**Brief:** Collect all lines below with the string "Subject".

**Given information:**
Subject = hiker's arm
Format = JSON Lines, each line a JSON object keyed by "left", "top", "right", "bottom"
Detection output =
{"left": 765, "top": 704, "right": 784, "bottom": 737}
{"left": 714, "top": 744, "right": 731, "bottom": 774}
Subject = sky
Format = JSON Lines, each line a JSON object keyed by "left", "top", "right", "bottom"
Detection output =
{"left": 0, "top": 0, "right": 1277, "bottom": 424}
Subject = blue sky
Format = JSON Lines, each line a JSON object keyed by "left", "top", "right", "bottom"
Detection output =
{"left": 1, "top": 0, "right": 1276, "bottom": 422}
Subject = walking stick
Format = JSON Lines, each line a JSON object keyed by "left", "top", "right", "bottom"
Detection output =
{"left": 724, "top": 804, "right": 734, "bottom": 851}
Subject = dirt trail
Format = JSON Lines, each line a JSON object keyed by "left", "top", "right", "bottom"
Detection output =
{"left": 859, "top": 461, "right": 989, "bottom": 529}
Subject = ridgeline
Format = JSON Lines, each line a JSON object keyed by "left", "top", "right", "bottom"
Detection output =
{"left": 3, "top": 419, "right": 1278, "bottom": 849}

**Output of the exercise:**
Subject = hiker's arm
Subject = sky
Subject = blue sky
Subject = walking stick
Subject = dirt trail
Subject = ridgeline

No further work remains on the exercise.